* _ABOUT THIS EXERCISE_
From the news text below, copy word for word the part starting at "Singer had been" and ending at "authorities said yesterday.".
(PASSAGE)
Two deaths in hotel a murder-suicide
Police tried to contact the man inside the hotel at about 4:30 p.m. yesterday, after his relatives in Michigan told them he was suicidal, police spokesman Duane Fish said. The relatives also said the man claimed to have killed his girlfriend Saturday night.
Soon after arriving at the four-star, downtown hotel, police reported hearing a loud noise in the man's room that sounded like a shotgun being fired.
Police spent the next several hours trying to make contact with whoever was inside the room, with no success. Part of Fourth Avenue between Seneca and Spring streets was blocked off. Hotel guests on the eighth, ninth and 10th floors were evacuated as a precaution, but the hotel's lobby remained open, with guests moving in and out of the building.
Members of the department's SWAT team finally entered the room at about 8:15 p.m., and Fish said they found two bodies.
"Both had obvious signs of violence," Fish said.
He said the man's relatives told police he suffered from depression. The man checked into the hotel on Friday. The identities of the two have not been released.
Singer had been dead in apartment for two weeks
SEATTLE — Layne Staley, lead singer for Seattle grunge band Alice in Chains, had been dead in his North Seattle apartment for two weeks, his body surrounded by heroin-injection paraphernalia, before a relative discovered him Friday, authorities said yesterday.
(End PASSAGE)
(LISTED ENTRIES)
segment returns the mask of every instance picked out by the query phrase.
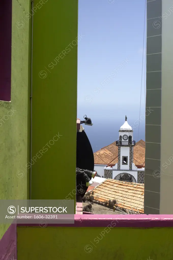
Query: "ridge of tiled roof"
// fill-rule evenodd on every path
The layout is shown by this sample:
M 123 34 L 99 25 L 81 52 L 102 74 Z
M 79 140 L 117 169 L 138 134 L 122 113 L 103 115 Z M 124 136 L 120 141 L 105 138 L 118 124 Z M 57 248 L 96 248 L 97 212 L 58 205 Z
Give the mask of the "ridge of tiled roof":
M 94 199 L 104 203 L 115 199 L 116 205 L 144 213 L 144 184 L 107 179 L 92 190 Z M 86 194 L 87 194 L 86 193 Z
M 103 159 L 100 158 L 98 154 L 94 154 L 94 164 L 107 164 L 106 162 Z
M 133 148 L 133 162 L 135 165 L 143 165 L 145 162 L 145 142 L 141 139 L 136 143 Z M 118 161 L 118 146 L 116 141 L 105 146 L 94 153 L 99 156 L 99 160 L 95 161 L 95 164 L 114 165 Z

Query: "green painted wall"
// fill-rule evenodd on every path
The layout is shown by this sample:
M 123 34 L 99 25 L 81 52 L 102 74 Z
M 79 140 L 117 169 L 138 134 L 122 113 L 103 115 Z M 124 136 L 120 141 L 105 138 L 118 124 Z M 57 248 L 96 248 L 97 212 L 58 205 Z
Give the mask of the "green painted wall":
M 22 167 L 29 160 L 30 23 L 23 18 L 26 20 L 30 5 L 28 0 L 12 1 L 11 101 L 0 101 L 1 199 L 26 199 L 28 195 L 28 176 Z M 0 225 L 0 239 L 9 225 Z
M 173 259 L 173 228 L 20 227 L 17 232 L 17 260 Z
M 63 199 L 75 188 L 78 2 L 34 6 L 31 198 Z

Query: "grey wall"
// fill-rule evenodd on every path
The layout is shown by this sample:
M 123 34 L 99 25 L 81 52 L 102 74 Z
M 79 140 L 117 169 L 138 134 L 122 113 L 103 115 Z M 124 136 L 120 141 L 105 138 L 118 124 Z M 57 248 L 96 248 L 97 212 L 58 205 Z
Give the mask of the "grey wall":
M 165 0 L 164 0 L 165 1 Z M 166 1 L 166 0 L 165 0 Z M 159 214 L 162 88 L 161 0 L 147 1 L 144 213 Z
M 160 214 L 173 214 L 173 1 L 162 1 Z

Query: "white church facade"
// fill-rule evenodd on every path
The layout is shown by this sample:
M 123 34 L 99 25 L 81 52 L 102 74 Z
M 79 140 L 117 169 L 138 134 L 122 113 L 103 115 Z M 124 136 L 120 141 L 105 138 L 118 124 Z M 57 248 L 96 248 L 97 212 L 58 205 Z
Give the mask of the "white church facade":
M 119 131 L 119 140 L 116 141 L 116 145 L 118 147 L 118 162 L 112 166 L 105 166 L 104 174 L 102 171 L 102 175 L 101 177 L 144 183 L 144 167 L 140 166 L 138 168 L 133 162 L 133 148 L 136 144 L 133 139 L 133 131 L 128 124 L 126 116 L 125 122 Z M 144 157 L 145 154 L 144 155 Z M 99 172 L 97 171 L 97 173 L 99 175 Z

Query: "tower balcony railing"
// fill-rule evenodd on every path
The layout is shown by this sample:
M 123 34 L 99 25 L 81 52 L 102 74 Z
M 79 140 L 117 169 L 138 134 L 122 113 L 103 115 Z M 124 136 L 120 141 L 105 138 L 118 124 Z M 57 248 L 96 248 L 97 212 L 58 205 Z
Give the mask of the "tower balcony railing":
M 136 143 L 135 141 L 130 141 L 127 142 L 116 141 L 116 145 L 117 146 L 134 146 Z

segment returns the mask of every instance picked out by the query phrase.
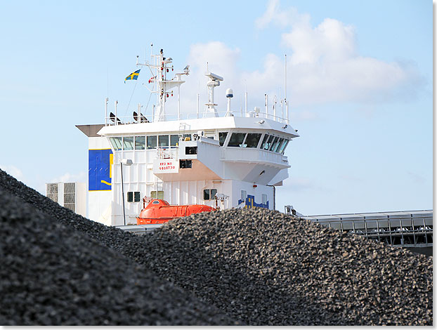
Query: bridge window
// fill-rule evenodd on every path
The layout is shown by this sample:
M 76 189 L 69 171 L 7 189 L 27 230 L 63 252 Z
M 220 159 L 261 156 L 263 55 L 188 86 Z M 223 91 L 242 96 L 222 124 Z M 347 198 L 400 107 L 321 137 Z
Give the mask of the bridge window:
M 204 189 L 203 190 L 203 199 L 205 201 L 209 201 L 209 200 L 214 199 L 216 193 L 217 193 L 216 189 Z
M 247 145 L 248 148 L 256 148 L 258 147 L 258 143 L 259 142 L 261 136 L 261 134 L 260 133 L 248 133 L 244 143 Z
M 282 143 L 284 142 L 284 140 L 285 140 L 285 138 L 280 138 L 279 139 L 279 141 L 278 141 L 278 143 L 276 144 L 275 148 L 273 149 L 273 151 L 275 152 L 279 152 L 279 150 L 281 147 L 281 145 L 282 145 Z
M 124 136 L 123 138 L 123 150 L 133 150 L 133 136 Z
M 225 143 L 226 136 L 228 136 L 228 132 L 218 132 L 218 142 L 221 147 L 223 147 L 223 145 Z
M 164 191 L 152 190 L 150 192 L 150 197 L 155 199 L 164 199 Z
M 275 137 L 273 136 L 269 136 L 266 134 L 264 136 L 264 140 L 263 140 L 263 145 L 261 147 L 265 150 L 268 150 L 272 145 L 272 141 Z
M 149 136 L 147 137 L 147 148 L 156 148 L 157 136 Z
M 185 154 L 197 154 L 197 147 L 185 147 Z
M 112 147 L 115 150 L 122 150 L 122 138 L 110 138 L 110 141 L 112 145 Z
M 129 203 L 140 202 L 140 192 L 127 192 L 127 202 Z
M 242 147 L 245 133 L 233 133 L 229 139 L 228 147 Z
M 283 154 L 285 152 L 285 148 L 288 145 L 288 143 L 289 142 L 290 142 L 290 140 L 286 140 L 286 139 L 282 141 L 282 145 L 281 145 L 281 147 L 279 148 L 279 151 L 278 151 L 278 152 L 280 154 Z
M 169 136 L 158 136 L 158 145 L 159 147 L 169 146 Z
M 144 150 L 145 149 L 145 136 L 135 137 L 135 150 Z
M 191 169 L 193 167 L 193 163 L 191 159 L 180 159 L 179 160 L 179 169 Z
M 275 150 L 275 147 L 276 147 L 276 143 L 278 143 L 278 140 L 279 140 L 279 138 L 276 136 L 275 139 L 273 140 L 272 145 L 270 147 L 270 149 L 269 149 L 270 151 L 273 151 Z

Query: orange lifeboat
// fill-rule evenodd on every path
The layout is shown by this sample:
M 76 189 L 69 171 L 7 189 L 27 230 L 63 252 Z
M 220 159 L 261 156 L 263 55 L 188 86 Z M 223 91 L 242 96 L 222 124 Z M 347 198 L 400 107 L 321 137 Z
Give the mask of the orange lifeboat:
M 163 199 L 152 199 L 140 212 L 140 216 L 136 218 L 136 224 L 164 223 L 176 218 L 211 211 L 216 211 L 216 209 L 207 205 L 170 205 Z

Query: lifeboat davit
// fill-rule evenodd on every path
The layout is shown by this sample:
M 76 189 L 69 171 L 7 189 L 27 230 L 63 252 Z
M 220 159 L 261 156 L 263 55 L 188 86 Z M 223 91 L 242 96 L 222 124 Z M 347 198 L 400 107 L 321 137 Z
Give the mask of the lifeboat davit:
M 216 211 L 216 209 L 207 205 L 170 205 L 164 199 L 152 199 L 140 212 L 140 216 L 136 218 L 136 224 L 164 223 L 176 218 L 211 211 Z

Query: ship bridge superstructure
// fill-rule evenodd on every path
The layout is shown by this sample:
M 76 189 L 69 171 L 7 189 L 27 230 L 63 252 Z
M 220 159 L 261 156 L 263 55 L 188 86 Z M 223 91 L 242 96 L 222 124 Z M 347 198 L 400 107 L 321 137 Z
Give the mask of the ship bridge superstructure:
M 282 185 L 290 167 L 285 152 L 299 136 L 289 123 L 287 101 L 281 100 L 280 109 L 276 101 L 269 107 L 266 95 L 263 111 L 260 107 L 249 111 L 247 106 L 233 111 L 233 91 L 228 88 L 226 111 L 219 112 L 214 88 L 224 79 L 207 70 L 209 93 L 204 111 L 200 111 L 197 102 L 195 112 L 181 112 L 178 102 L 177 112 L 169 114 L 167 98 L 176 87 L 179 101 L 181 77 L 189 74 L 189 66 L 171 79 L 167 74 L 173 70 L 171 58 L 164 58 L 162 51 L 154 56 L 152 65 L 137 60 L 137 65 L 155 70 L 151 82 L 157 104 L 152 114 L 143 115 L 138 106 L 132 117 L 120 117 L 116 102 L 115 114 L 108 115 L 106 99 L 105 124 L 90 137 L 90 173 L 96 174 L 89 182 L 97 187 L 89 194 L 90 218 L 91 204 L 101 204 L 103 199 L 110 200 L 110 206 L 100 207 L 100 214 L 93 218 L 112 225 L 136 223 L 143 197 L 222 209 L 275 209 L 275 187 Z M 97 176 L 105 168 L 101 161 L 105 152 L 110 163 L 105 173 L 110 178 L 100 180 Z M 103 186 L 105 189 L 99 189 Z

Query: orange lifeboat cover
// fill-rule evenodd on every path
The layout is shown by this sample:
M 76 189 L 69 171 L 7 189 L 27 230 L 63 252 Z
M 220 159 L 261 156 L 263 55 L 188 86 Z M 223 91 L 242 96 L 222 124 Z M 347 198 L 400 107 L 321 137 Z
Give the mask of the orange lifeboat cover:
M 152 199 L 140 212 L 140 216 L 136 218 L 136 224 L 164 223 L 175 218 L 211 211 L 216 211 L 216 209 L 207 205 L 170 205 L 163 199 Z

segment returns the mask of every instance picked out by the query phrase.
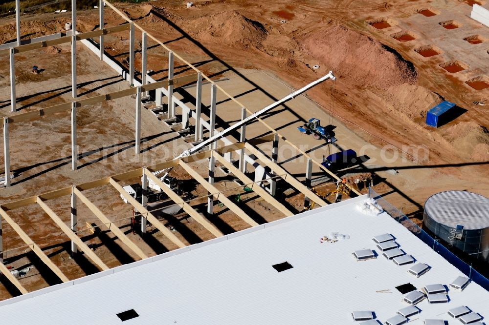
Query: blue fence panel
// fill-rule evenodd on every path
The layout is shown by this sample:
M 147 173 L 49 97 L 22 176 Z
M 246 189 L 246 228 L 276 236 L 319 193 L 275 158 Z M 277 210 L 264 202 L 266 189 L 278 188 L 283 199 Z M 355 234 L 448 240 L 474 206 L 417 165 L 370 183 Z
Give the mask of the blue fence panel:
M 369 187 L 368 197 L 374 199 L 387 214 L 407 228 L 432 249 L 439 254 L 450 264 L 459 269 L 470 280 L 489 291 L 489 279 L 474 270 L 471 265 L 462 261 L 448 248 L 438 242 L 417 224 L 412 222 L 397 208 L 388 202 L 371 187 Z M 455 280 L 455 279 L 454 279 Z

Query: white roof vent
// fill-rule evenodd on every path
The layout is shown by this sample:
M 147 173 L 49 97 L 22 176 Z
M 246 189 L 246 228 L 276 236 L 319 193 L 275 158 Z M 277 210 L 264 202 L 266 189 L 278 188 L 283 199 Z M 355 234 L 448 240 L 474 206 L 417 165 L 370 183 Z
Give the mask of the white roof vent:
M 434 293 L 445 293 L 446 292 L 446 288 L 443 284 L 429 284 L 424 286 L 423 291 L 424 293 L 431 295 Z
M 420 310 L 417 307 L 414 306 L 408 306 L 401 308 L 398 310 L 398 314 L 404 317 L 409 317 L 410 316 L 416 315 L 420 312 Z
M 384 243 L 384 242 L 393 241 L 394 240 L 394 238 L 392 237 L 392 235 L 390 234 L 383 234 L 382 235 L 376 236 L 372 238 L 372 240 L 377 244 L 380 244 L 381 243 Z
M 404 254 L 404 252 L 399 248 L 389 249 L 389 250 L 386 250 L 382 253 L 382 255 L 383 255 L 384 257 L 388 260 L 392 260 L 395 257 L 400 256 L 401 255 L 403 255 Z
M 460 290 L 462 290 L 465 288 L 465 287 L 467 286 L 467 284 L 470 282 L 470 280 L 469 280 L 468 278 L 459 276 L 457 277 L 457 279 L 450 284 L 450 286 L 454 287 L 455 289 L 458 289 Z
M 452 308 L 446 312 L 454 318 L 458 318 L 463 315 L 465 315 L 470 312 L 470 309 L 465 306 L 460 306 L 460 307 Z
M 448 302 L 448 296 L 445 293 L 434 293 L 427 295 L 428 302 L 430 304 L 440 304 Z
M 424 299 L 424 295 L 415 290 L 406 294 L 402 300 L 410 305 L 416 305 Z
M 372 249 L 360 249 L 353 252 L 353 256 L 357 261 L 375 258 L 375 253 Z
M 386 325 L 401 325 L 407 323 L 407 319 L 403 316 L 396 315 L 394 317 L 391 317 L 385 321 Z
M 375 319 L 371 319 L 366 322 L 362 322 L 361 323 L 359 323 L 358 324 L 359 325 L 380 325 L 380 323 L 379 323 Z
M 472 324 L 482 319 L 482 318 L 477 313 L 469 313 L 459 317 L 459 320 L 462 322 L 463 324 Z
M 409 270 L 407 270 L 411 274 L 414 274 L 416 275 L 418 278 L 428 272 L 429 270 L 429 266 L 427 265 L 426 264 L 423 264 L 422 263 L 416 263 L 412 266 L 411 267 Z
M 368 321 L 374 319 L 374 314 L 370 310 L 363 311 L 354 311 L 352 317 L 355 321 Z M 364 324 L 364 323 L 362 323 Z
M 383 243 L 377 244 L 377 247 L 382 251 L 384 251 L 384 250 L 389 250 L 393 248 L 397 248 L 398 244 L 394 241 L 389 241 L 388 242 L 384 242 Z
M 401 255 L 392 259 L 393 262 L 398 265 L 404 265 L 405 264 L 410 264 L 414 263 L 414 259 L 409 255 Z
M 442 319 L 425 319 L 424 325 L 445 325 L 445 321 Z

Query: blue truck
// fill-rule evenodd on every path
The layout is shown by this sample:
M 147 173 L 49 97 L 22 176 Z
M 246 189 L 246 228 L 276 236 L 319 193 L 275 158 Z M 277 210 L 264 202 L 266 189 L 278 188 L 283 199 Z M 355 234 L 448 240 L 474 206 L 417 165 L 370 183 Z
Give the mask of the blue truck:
(End LISTED ENTRIES)
* _SOLVED EXERCISE_
Singer had been dead in apartment for two weeks
SEATTLE — Layne Staley, lead singer for Seattle grunge band Alice in Chains, had been dead in his North Seattle apartment for two weeks, his body surrounded by heroin-injection paraphernalia, before a relative discovered him Friday, authorities said yesterday.